--- Data shown ---

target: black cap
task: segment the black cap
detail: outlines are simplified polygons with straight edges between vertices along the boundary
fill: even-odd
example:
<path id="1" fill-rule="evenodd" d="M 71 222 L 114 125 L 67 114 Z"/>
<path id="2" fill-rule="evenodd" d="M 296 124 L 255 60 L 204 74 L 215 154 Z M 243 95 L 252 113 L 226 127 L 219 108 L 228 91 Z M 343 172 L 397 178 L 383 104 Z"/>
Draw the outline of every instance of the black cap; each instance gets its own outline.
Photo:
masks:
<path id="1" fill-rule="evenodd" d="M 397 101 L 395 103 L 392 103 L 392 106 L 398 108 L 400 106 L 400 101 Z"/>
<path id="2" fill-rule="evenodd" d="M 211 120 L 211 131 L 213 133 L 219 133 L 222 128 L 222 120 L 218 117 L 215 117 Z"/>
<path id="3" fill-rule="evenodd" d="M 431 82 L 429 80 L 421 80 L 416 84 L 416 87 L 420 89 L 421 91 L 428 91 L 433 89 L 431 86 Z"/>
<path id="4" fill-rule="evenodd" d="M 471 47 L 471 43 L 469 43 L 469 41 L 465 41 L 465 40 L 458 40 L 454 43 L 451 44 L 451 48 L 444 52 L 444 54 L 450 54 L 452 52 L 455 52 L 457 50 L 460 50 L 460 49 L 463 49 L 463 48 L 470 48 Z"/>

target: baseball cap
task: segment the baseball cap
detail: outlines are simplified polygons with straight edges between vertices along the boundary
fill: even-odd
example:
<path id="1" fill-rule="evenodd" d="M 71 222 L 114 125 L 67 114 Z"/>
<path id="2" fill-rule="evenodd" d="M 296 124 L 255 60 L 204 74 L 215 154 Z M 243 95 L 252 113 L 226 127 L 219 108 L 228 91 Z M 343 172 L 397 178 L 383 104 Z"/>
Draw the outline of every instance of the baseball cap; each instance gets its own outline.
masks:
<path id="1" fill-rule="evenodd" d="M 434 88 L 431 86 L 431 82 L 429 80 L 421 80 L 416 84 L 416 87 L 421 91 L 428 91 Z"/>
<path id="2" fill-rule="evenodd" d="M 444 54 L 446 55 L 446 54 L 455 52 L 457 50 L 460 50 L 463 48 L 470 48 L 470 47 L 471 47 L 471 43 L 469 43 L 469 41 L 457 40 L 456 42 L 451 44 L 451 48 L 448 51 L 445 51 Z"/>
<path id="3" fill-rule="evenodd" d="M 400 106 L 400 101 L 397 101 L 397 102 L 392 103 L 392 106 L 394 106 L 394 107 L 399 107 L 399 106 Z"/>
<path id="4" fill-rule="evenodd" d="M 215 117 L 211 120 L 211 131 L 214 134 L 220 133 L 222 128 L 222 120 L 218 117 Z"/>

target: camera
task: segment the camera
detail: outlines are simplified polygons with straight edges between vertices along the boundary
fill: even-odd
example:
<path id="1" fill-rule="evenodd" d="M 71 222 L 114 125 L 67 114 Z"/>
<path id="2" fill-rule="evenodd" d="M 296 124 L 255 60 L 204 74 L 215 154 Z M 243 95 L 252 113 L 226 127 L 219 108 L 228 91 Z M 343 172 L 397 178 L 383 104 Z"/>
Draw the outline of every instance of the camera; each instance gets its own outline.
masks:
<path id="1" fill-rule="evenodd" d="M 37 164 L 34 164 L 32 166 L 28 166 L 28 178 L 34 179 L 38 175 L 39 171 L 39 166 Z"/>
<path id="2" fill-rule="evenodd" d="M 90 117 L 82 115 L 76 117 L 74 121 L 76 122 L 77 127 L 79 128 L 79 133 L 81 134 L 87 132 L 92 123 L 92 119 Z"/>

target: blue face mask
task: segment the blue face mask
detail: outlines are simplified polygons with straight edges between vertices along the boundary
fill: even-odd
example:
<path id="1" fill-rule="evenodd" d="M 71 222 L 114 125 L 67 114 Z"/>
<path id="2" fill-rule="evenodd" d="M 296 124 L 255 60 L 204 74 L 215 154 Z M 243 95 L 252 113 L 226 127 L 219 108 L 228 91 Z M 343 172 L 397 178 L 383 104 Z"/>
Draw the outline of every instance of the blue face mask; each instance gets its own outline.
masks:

---

Word for word, copy every entry.

» **Answer to the exercise**
target: black cap
task: segment the black cap
detail: outlines are simplified polygons with straight edges between vertices along the boundary
fill: even-odd
example:
<path id="1" fill-rule="evenodd" d="M 71 222 L 114 125 L 67 114 Z"/>
<path id="2" fill-rule="evenodd" d="M 296 124 L 255 60 L 204 74 L 215 154 Z M 243 95 L 252 113 L 226 127 L 219 108 L 228 91 Z M 343 172 L 397 178 L 383 104 Z"/>
Draw the outline of every instance of the black cap; each instance gets its own outline.
Photo:
masks:
<path id="1" fill-rule="evenodd" d="M 397 101 L 395 103 L 392 103 L 392 106 L 398 108 L 400 106 L 400 101 Z"/>
<path id="2" fill-rule="evenodd" d="M 211 120 L 211 131 L 213 133 L 219 133 L 222 128 L 222 120 L 218 117 L 215 117 Z"/>
<path id="3" fill-rule="evenodd" d="M 431 82 L 429 80 L 421 80 L 416 84 L 416 87 L 420 89 L 421 91 L 428 91 L 433 89 L 431 86 Z"/>
<path id="4" fill-rule="evenodd" d="M 471 47 L 471 43 L 469 43 L 469 41 L 465 41 L 465 40 L 458 40 L 454 43 L 451 44 L 451 48 L 444 52 L 444 54 L 450 54 L 452 52 L 455 52 L 457 50 L 460 50 L 460 49 L 463 49 L 463 48 L 470 48 Z"/>

target: baseball cap
task: segment the baseball cap
detail: outlines are simplified polygons with straight edges between vertices along the boundary
fill: even-odd
example:
<path id="1" fill-rule="evenodd" d="M 71 222 L 114 125 L 67 114 Z"/>
<path id="2" fill-rule="evenodd" d="M 296 124 L 255 60 L 204 74 L 215 154 Z M 243 95 L 252 113 L 226 127 L 219 108 L 228 91 Z M 343 172 L 397 178 L 383 104 Z"/>
Draw the outline of every instance of the baseball cap; each instance gets its own outline.
masks:
<path id="1" fill-rule="evenodd" d="M 434 88 L 431 86 L 431 82 L 429 80 L 421 80 L 416 84 L 416 87 L 421 91 L 428 91 Z"/>
<path id="2" fill-rule="evenodd" d="M 444 54 L 446 55 L 446 54 L 455 52 L 457 50 L 460 50 L 463 48 L 470 48 L 470 47 L 471 47 L 471 43 L 469 43 L 469 41 L 457 40 L 456 42 L 451 44 L 451 48 L 448 51 L 445 51 Z"/>
<path id="3" fill-rule="evenodd" d="M 400 106 L 400 101 L 397 101 L 397 102 L 392 103 L 392 106 L 394 106 L 394 107 L 399 107 L 399 106 Z"/>
<path id="4" fill-rule="evenodd" d="M 215 117 L 211 120 L 211 131 L 214 134 L 220 133 L 222 128 L 222 120 L 218 117 Z"/>

target: camera
task: segment the camera
detail: outlines are simplified polygons with straight edges between vertices along the boundary
fill: even-odd
example:
<path id="1" fill-rule="evenodd" d="M 71 222 L 114 125 L 67 114 Z"/>
<path id="2" fill-rule="evenodd" d="M 296 124 L 255 60 L 204 74 L 215 154 Z M 243 95 L 252 113 L 226 127 L 219 108 L 228 91 Z M 343 172 L 397 178 L 383 104 Z"/>
Draw the outline of every instance of the camera; each instance gets its own outline.
masks:
<path id="1" fill-rule="evenodd" d="M 37 164 L 34 164 L 32 166 L 28 166 L 28 178 L 34 179 L 38 175 L 39 171 L 39 166 Z"/>
<path id="2" fill-rule="evenodd" d="M 90 117 L 82 115 L 76 117 L 74 121 L 76 122 L 77 127 L 79 128 L 79 133 L 81 134 L 87 132 L 92 123 L 92 119 Z"/>

target: blue face mask
task: segment the blue face mask
detail: outlines are simplified polygons with straight edges between vertices along the boundary
fill: even-odd
example:
<path id="1" fill-rule="evenodd" d="M 71 222 L 114 125 L 67 114 Z"/>
<path id="2" fill-rule="evenodd" d="M 296 124 L 255 60 L 204 74 L 215 154 Z M 243 95 L 252 113 L 226 127 L 219 108 L 228 91 Z M 343 172 L 397 178 L 383 104 Z"/>
Draw the outline of every instance of the blue face mask; each instance gets its own outline.
masks:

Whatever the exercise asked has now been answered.